READING TEXT |
Using a heat-proof container, and the Bain Marie method (with a little help from your broiler) you can make this beautiful multi-layer crumb cake. And it’s as easy as mix, stack, and cook!
Bain Marie, Water Bath or Pan-In-Pot Method
When I first heard that you can cook Bain Marie in the pressure cooker, visions of a small pot of delicately melting chocolate popped into my head. I had no idea what a varied, convenient and even fun method of cooking this would be when done in the pressure cooker.
Yes, water bath in the pressure cooker, is a way to shield and protect foods, but instead of shielding them from a little pot of boiling water, you are shielding them from the turbulent super-heated interior of your pressure cooker. We are still talking about higher temperatures, and faster cooking.
Cook it.
You can use this cooking method for both sweet and savory dishes like poaching eggs, steaming fish, sweet or savory flans, all kinds of puddings, creme caramel and brulee’, and cheesecakes too! It can also be used as a way to slow down the cooking time of a component of a one pot meal.
Contain it.

LIST OF TASKS |
**a.** From the Bain Marie text, extract the passage that begins at the words "Bain Marie, Water" and stops after "and faster cooking.".
**b.** List every name the Bain Marie text's header gives for the cooking method.
The lines after this text are not needed.

DATA EXCERPTS |
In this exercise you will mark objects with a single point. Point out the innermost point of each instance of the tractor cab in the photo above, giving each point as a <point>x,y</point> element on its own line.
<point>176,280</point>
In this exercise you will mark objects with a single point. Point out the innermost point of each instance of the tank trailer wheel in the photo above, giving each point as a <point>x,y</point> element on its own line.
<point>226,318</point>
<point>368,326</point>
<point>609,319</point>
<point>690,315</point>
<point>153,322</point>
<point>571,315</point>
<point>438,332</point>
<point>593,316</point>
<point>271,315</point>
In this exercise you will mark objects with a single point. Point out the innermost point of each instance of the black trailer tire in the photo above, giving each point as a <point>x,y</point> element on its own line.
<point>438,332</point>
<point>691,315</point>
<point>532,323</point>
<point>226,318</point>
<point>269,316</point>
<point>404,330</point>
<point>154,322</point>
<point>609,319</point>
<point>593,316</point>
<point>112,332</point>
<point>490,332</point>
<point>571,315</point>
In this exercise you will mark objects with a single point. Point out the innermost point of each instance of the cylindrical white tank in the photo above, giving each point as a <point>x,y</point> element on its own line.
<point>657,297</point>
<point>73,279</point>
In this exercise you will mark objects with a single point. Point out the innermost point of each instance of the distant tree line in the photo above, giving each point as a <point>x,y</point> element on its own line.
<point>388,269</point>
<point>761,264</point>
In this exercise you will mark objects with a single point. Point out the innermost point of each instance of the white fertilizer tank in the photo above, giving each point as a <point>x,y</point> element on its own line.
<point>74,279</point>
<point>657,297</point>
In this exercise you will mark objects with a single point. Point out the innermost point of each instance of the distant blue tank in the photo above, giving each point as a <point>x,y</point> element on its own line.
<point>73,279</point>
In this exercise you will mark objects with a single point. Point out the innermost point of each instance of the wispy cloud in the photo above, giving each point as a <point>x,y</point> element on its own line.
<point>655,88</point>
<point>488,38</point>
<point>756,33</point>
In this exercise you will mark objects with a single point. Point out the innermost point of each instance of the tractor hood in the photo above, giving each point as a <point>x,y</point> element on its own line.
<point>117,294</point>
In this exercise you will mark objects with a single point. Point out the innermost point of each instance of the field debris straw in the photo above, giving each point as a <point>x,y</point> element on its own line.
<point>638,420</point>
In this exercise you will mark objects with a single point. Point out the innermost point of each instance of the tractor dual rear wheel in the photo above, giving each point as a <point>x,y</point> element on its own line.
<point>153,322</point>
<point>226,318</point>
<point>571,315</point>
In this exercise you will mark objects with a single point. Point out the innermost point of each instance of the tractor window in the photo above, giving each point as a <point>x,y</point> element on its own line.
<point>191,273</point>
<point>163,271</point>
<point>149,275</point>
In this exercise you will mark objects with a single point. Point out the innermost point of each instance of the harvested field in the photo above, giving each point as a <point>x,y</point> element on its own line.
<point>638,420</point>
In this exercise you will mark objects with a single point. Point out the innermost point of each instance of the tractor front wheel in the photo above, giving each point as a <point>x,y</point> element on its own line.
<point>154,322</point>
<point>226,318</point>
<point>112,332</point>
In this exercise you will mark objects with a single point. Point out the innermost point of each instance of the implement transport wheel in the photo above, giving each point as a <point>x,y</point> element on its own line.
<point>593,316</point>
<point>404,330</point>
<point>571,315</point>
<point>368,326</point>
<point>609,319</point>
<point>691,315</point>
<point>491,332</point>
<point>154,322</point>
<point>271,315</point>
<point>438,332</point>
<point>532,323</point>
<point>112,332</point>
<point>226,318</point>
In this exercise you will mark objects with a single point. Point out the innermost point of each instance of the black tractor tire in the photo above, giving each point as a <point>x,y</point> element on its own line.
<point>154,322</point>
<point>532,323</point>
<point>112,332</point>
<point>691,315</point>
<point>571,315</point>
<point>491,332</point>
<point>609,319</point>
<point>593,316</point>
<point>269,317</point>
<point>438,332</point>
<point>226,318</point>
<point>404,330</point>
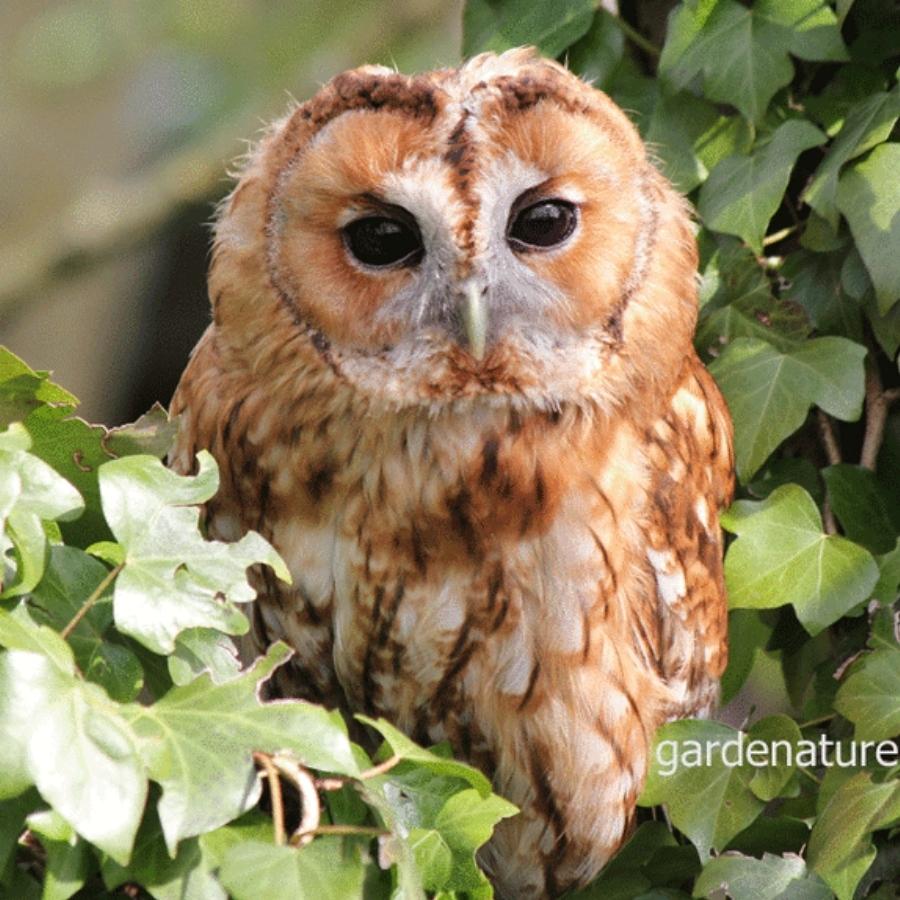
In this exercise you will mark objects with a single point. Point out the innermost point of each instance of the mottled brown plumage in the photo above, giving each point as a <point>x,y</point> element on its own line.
<point>501,518</point>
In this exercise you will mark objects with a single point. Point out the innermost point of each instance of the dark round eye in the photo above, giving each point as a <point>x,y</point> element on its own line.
<point>543,224</point>
<point>382,241</point>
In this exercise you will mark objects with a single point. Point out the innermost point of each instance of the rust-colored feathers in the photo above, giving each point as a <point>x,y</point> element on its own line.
<point>517,547</point>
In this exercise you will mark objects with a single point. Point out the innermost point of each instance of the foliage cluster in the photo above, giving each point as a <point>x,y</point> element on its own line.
<point>133,748</point>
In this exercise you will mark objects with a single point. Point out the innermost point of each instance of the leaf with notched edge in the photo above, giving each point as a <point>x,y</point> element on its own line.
<point>198,743</point>
<point>769,391</point>
<point>174,579</point>
<point>782,555</point>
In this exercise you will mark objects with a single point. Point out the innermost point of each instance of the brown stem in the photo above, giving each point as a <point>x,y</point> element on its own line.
<point>829,439</point>
<point>96,594</point>
<point>372,830</point>
<point>309,798</point>
<point>877,402</point>
<point>264,760</point>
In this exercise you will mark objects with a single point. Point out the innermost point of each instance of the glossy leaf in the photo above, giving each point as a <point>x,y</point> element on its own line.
<point>782,555</point>
<point>769,392</point>
<point>173,578</point>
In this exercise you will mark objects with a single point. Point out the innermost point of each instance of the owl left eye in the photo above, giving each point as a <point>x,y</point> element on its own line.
<point>544,224</point>
<point>383,241</point>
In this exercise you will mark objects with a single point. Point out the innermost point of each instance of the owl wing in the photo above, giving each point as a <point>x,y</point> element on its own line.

SOLUTIONS PER TASK |
**a.**
Bain Marie, Water Bath or Pan-In-Pot Method
When I first heard that you can cook Bain Marie in the pressure cooker, visions of a small pot of delicately melting chocolate popped into my head. I had no idea what a varied, convenient and even fun method of cooking this would be when done in the pressure cooker.
Yes, water bath in the pressure cooker, is a way to shield and protect foods, but instead of shielding them from a little pot of boiling water, you are shielding them from the turbulent super-heated interior of your pressure cooker. We are still talking about higher temperatures, and faster cooking.

**b.**
Bain Marie
Water Bath
Pan-In-Pot